### Dataset excerpts
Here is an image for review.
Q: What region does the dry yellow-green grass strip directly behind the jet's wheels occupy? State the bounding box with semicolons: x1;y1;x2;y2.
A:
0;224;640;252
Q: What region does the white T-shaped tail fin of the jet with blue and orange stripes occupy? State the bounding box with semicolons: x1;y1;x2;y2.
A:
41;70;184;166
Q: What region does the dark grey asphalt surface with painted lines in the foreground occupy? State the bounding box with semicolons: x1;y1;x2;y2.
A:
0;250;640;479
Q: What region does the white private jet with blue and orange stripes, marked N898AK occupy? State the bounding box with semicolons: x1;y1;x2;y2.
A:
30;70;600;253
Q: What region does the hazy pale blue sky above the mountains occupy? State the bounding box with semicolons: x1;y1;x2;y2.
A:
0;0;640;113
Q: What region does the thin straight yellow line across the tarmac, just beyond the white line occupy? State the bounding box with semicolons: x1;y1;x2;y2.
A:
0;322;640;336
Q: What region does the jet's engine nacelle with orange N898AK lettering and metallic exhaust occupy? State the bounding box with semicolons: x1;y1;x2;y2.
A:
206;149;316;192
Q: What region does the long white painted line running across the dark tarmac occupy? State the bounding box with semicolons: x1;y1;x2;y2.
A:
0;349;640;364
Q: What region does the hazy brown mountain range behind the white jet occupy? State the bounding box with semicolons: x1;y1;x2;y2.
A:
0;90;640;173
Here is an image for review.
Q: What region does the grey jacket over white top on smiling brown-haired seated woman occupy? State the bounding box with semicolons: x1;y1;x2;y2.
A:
---
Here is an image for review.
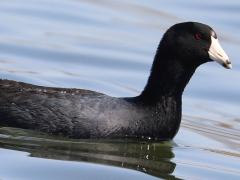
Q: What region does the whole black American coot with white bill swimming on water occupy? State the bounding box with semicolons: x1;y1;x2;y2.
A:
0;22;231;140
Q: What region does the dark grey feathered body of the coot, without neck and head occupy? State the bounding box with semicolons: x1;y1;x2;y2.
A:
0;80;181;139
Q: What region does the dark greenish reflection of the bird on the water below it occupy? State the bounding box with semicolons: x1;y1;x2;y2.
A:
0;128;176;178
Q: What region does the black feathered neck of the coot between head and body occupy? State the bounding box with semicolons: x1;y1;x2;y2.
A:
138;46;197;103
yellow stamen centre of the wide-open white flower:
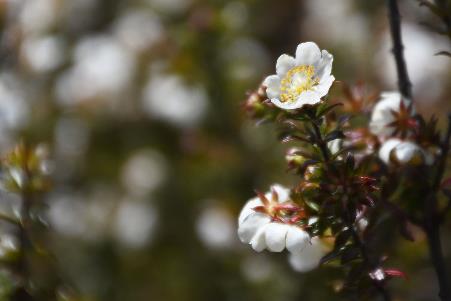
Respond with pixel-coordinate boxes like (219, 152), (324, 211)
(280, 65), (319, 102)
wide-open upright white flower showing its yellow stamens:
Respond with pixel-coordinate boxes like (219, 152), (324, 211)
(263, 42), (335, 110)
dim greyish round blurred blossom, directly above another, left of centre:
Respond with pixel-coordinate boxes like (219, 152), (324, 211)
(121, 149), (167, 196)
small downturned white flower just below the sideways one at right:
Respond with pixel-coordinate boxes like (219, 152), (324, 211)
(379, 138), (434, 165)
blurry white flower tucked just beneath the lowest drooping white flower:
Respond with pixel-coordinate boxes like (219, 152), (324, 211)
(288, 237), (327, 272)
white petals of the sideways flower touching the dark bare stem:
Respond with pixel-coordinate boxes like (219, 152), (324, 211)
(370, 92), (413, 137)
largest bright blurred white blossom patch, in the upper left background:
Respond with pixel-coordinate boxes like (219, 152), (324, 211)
* * *
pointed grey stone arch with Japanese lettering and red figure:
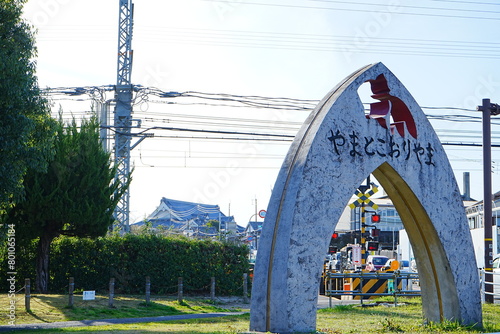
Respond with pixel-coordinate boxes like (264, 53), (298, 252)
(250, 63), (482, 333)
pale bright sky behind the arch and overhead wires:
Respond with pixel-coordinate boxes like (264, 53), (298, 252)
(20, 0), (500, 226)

### PROBLEM REQUIREMENTS
How many lines in the records contain the string "below"? Give the number by itself.

### EXERCISE ANSWER
2